(Items from a data source)
..........

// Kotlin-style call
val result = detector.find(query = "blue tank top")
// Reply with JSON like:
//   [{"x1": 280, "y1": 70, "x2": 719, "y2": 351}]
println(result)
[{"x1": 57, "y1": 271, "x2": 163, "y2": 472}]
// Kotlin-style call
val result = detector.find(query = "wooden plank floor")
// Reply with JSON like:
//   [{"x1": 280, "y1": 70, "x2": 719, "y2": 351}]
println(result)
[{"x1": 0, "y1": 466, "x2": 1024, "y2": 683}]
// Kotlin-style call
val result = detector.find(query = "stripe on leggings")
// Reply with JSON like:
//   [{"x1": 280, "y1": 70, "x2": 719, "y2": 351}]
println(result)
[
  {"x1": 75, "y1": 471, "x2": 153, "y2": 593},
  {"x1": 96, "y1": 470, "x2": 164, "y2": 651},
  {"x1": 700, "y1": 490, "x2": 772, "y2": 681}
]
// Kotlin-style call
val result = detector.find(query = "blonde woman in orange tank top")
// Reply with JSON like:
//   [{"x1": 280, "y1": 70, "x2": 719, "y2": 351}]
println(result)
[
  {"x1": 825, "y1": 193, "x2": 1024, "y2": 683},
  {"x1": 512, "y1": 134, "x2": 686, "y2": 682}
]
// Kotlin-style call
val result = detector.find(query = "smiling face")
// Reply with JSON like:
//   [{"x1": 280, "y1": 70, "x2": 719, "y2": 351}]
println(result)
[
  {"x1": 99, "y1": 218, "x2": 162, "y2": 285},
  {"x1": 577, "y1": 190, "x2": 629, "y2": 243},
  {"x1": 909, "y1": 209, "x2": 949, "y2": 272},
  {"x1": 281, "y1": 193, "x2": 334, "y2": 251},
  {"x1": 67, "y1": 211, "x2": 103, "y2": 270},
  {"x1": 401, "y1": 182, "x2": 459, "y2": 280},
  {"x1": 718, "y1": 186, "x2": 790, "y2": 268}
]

..........

> [What the task requires]: Find each line in the listing above that contains the string "query" and copy those lines. Case counts when matching.

> [Exercise solution]:
val result = detector.find(query = "blue tank top")
val result = detector.find(query = "wooden plank floor")
val result = detector.find(query = "stripe on leggings")
val result = detector.find(query = "blonde woman in orange tank top")
val result = detector.find(query = "smiling face")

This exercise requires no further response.